═════ THE DATA

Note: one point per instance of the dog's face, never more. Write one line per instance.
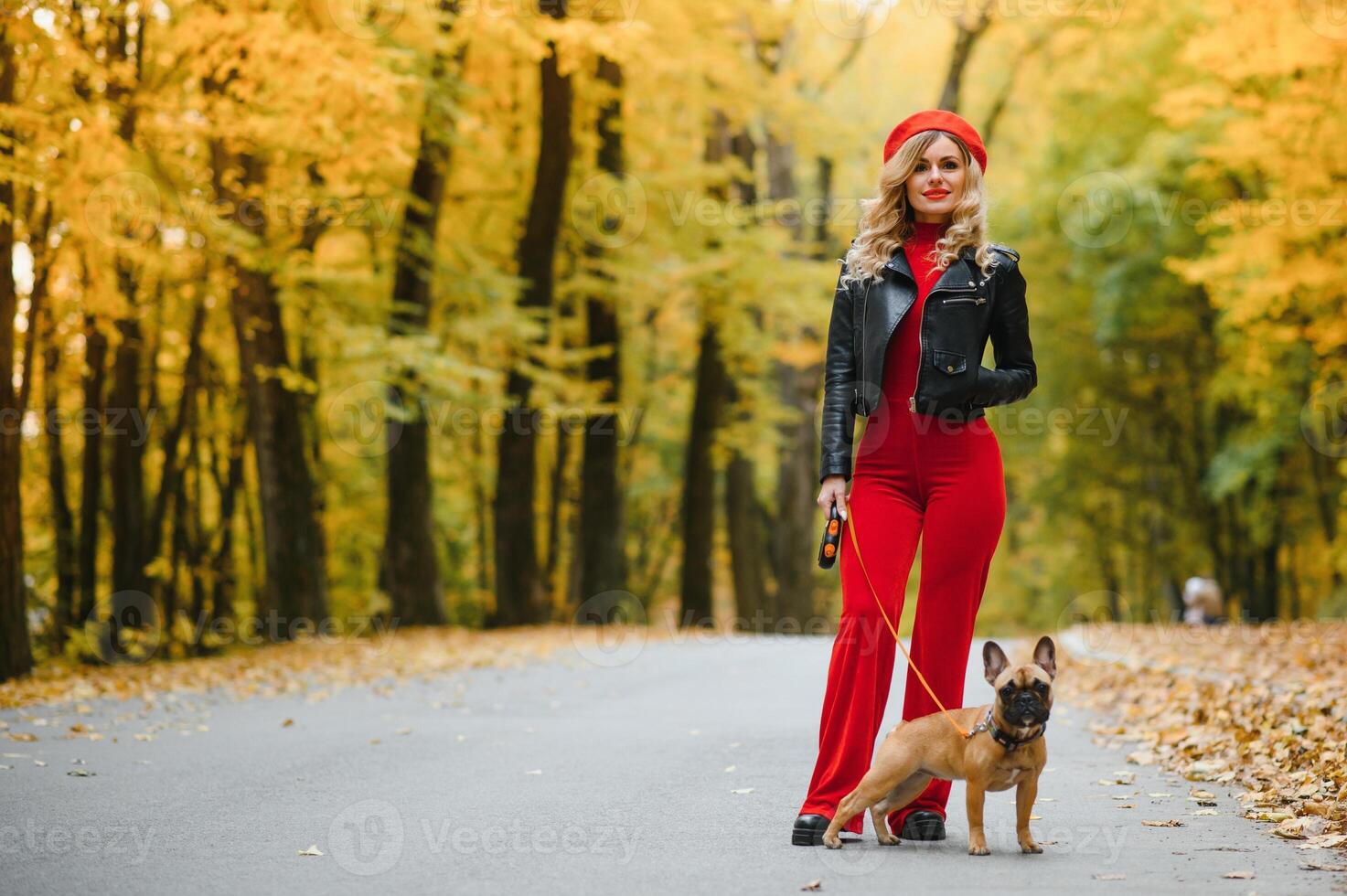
(1024, 693)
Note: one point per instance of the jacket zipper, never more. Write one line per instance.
(865, 309)
(912, 400)
(973, 298)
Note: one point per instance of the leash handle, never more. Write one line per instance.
(856, 546)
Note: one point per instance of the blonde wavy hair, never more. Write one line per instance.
(886, 221)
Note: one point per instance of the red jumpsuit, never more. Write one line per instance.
(914, 477)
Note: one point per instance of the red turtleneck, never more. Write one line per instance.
(903, 353)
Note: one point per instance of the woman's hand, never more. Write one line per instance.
(834, 492)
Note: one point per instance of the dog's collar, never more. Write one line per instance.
(1001, 737)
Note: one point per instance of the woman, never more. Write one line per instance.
(919, 294)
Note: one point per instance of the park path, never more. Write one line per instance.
(668, 767)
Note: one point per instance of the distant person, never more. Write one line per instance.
(1202, 602)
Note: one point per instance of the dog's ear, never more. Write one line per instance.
(1045, 655)
(993, 662)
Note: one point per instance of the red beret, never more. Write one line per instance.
(936, 120)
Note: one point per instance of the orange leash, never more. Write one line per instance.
(856, 546)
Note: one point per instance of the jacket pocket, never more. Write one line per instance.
(966, 298)
(950, 363)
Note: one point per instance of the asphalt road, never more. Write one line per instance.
(666, 768)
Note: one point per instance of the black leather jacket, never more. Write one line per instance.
(960, 312)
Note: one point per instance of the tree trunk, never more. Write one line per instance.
(91, 472)
(125, 420)
(603, 560)
(62, 517)
(698, 508)
(15, 650)
(410, 563)
(518, 592)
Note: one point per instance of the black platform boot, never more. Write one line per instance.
(923, 825)
(808, 830)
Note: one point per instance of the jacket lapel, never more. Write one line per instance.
(958, 273)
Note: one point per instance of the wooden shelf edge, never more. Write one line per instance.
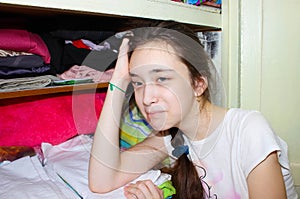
(154, 9)
(52, 90)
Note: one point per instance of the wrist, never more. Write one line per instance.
(119, 84)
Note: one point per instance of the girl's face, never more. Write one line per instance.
(162, 85)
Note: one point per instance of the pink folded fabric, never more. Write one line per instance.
(24, 41)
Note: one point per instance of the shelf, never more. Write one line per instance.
(53, 90)
(150, 9)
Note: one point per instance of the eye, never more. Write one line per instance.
(162, 79)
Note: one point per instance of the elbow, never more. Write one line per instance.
(99, 188)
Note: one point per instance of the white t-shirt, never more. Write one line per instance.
(227, 156)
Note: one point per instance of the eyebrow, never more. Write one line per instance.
(158, 70)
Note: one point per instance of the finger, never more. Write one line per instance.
(133, 192)
(154, 190)
(121, 68)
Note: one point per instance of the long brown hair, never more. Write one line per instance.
(190, 51)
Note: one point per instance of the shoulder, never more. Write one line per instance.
(243, 117)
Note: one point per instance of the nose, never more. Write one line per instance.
(150, 94)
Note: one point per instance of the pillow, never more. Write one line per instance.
(29, 121)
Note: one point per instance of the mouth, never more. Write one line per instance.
(155, 114)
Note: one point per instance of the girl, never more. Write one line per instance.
(219, 152)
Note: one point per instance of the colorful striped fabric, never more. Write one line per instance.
(134, 128)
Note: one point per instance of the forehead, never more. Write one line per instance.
(156, 55)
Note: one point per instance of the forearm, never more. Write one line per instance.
(105, 154)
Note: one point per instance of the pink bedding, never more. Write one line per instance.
(30, 121)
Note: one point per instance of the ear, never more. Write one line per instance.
(201, 85)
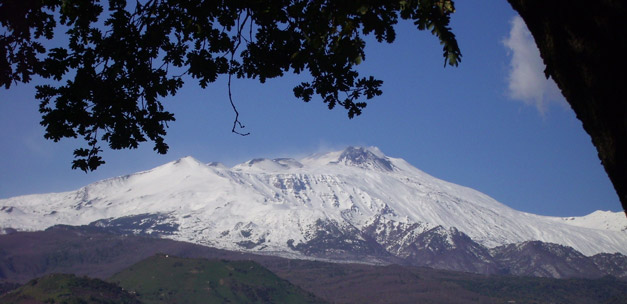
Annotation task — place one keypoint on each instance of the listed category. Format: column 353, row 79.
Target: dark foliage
column 120, row 60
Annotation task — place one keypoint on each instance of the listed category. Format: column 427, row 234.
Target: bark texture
column 584, row 45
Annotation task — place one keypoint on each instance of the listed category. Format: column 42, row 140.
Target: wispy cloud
column 526, row 81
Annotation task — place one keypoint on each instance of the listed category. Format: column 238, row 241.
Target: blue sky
column 492, row 124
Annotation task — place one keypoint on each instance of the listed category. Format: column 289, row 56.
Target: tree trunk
column 584, row 45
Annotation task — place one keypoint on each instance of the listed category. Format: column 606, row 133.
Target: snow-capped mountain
column 352, row 204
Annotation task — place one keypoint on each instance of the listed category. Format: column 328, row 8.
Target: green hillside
column 67, row 288
column 168, row 279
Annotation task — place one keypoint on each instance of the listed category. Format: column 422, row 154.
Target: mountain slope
column 67, row 288
column 344, row 204
column 168, row 279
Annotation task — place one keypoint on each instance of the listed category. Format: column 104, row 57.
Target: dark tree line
column 123, row 58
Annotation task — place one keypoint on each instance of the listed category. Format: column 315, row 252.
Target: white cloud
column 526, row 81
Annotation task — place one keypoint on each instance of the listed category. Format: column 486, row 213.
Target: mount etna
column 354, row 205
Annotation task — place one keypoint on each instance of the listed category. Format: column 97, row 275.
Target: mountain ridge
column 352, row 201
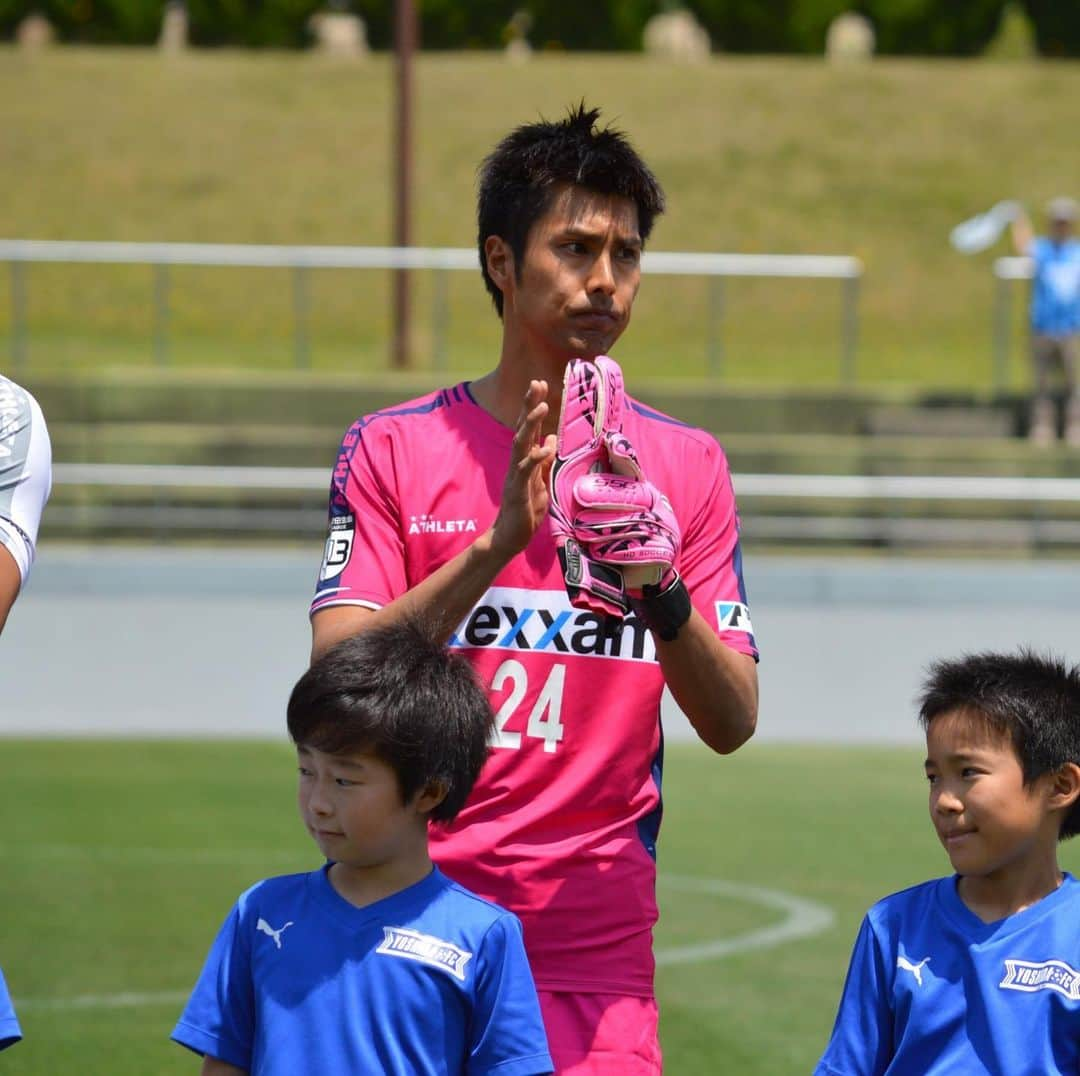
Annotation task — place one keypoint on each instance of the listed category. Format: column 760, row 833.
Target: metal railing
column 19, row 253
column 1023, row 507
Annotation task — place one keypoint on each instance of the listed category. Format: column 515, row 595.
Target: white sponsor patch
column 424, row 949
column 510, row 618
column 1029, row 977
column 733, row 616
column 338, row 547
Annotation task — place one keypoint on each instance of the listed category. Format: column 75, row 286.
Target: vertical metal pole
column 405, row 35
column 161, row 314
column 440, row 319
column 301, row 355
column 17, row 314
column 849, row 340
column 1002, row 332
column 714, row 315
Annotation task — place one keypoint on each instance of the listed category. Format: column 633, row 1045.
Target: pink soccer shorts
column 602, row 1034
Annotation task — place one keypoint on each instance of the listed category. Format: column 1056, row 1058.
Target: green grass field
column 757, row 155
column 122, row 858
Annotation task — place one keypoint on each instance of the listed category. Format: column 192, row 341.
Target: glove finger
column 622, row 455
column 601, row 489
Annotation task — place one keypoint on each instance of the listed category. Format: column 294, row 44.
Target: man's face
column 572, row 295
column 1061, row 229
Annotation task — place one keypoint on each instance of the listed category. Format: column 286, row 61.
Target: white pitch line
column 125, row 1000
column 804, row 919
column 148, row 855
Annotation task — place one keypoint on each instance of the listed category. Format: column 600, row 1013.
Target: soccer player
column 980, row 972
column 375, row 963
column 25, row 483
column 441, row 506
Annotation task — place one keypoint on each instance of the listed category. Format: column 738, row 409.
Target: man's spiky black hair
column 524, row 172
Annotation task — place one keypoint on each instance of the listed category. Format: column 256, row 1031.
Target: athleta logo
column 429, row 525
column 1050, row 974
column 508, row 618
column 916, row 969
column 275, row 935
column 434, row 952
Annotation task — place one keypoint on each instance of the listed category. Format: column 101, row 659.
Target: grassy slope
column 756, row 153
column 122, row 859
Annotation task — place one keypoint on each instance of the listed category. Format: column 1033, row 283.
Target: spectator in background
column 1055, row 314
column 26, row 479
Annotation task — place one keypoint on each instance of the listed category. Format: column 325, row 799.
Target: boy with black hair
column 375, row 963
column 441, row 506
column 980, row 972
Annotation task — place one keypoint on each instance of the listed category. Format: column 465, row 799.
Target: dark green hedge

══════════

• [WHAT IS REQUIRED] Output the entries above exactly. Drop the pictures.

• [FINAL ANSWER]
Note: one point per instance of the dog's face, never more. Write one line per instance.
(1024, 693)
Note: one point per instance of the jacket zipper, never more. Write one line per instance.
(865, 309)
(912, 400)
(973, 298)
Note: one point per instance of the leash handle, never more. Write one line per instance.
(856, 546)
Note: one point per instance of the blonde wavy hair, never more. Write one line per instance.
(886, 221)
Note: one point per instance of the red jumpsuit, never more. Write one line per instance.
(914, 477)
Note: one point per instance of the red turtleneck, never more. Write one line per instance.
(903, 353)
Note: one point per instance of the woman's hand, never more. Write one line per instance.
(834, 492)
Note: one point per instance of the dog's collar, never more. Write one line per instance.
(1001, 737)
Note: one point per instance of the woman, never more. Write one line per instance.
(919, 294)
Note: one point per instance of the park path, never more. Write one line per instance.
(668, 767)
Note: one point per instance of the distant person, never more. Write one line per instance.
(1202, 602)
Note: one point per instance of the dog's ear, never more. Write one line per instance.
(1045, 655)
(993, 662)
Note: one point per instance of the red beret, never more. Write one line per instance.
(936, 120)
Note: one point per instance of the orange leash, never more. Write one line per instance.
(856, 546)
Note: one point per instance of the jacket pocket, never more. Write one line per instance.
(966, 298)
(950, 363)
Note: one point per instance of the asphalt road, never more. Write one line per instance.
(666, 768)
Note: one point per instance of the black leather jacket, never more. Write one line per instance.
(960, 312)
Note: one point per instance of the tree trunk, never more. Write one line per instance.
(91, 472)
(125, 420)
(603, 560)
(62, 517)
(698, 508)
(15, 650)
(410, 563)
(518, 592)
Note: one point per instance of the black platform boot, never more. Write one line per instance.
(923, 825)
(808, 830)
Note: one point per instance of the jacket lapel, never more. Write one line per instance.
(958, 273)
Note: one point per instance of the wooden shelf edge, never more. Write one line per instance.
(154, 9)
(52, 90)
Note: one point per instance of the wrist, never more. Write one line per instance.
(119, 84)
Note: one point per instance of the girl's face, never more. Write one line per instance.
(162, 85)
Note: one point per instance of the pink folded fabric, never more. Write one line per instance.
(24, 41)
Note: one point per instance of the shelf, never more. Write one line per instance.
(53, 90)
(150, 9)
Note: one point per instance of the eye, never more. Write one line per instance.
(162, 79)
Note: one point per instance of the elbow, never more. Write one line per instance.
(99, 188)
Note: one point per instance of the white t-shirt, never more. Write one line per instance.
(227, 156)
Note: one point per instance of the eyebrow, never more. Write one line per instance.
(158, 70)
Note: one point per instance of the finger, never more. Write one line per instance.
(133, 192)
(154, 190)
(121, 68)
Note: one point per instance of the long brown hair, never more. Write one line per instance.
(190, 51)
Note: one point per instance of the shoulder, never more. Write one line per instance.
(243, 117)
Note: one point per instance of the nose, never more. Write one line per instance.
(150, 94)
Note: one point per instance of the pillow, never more. Write one line per instance.
(29, 121)
Note: one point per instance of the mouth, never more. Write one line per instance.
(155, 114)
Note: one point per instance of the girl, never more. Write one line per instance.
(219, 152)
Note: one point per instance of the colorful striped fabric, never more. Write one line per instance.
(134, 128)
Note: one point per instance of the forehead, never more. Write one line per instance.
(156, 55)
Note: one point per instance of the forearm, never more. Write one line per instance.
(105, 154)
Note: one point per instance of the pink bedding, never more. Write one line per instance.
(30, 121)
Note: one point per instance of the ear, never more. Write one line per instance.
(201, 85)
Annotation task — place one keypoint on each instance of the listed category. Format: column 353, row 79.
Target: dark foliage
column 120, row 60
Annotation task — place one keypoint on each instance of the listed category. Format: column 427, row 234.
Target: bark texture
column 584, row 45
Annotation task — place one keypoint on each instance of the listed category. Format: column 42, row 140.
Target: wispy cloud
column 526, row 81
Annotation task — place one keypoint on each instance of the listed category. Format: column 238, row 241.
Target: blue sky
column 492, row 124
Annotation task — place one keypoint on each instance of the listed category. Format: column 289, row 56.
Target: tree trunk
column 584, row 45
Annotation task — place one keypoint on each instance of the listed category. Format: column 606, row 133.
Target: snow-capped mountain
column 352, row 204
Annotation task — place one keypoint on each instance of the listed category. Format: column 328, row 8.
Target: green hillside
column 67, row 288
column 168, row 279
Annotation task — place one keypoint on each instance of the listed category. Format: column 422, row 154.
Target: mountain slope
column 67, row 288
column 344, row 204
column 168, row 279
Annotation task — place one keypoint on each instance of the listed category. Format: column 104, row 57.
Target: dark tree line
column 123, row 58
Annotation task — place one keypoint on each instance of the listed category. Format: column 315, row 252.
Target: white cloud
column 526, row 81
Annotation task — place one keypoint on each instance of the listed category. Format: column 486, row 213.
Target: mount etna
column 354, row 205
Annotation task — place one keypoint on each instance of the listed category. Format: column 97, row 275.
Target: mountain ridge
column 352, row 201
Annotation task — place one keypoint on each instance of the listed category. Format: column 760, row 833.
Target: metal railing
column 19, row 253
column 1023, row 507
Annotation task — place one keypoint on each instance of the listed category. Format: column 515, row 595.
Target: white sponsor patch
column 424, row 949
column 510, row 618
column 1029, row 977
column 733, row 616
column 338, row 547
Annotation task — place one keypoint on each instance of the listed category. Format: column 75, row 286.
Target: vertical metal pole
column 405, row 35
column 161, row 314
column 440, row 319
column 301, row 355
column 17, row 314
column 849, row 340
column 1002, row 332
column 714, row 315
Annotation task — place one keypoint on each instance of the listed category. Format: column 633, row 1045.
Target: pink soccer shorts
column 602, row 1034
Annotation task — place one keypoint on each instance of the listed category. Format: column 1056, row 1058.
Target: green grass field
column 757, row 155
column 122, row 858
Annotation task — place one keypoint on each instance of the listed category. Format: column 192, row 341.
Target: glove finger
column 622, row 455
column 601, row 489
Annotation task — place one keypoint on each instance of the listed category. Format: column 294, row 44.
Target: man's face
column 572, row 295
column 1061, row 229
Annotation task — place one keypoint on each instance of the listed category. Format: column 286, row 61.
Target: white pitch line
column 125, row 1000
column 804, row 919
column 148, row 855
Annotation task — place one keypoint on each instance of the listed category. Format: column 600, row 1013.
Target: soccer player
column 980, row 972
column 375, row 963
column 25, row 483
column 441, row 506
Annotation task — place one keypoint on each instance of the listed category. Format: column 738, row 409.
Target: man's spiky black hair
column 524, row 172
Annotation task — place one keypoint on each instance of the listed category. Format: column 256, row 1031.
Target: athleta logo
column 429, row 525
column 1050, row 974
column 508, row 618
column 916, row 969
column 275, row 935
column 434, row 952
Annotation task — place one keypoint on each instance of the listed category. Format: column 101, row 659.
Target: grassy slope
column 756, row 153
column 122, row 859
Annotation task — place one keypoint on each instance of the listed category. Format: column 1033, row 283.
Target: spectator in background
column 1055, row 314
column 26, row 479
Annotation task — place one keypoint on each instance of the listed category. Format: column 325, row 799.
Target: boy with black hair
column 375, row 963
column 441, row 506
column 980, row 972
Annotation task — place one keypoint on each instance of the listed category. Format: column 465, row 799.
Target: dark green hedge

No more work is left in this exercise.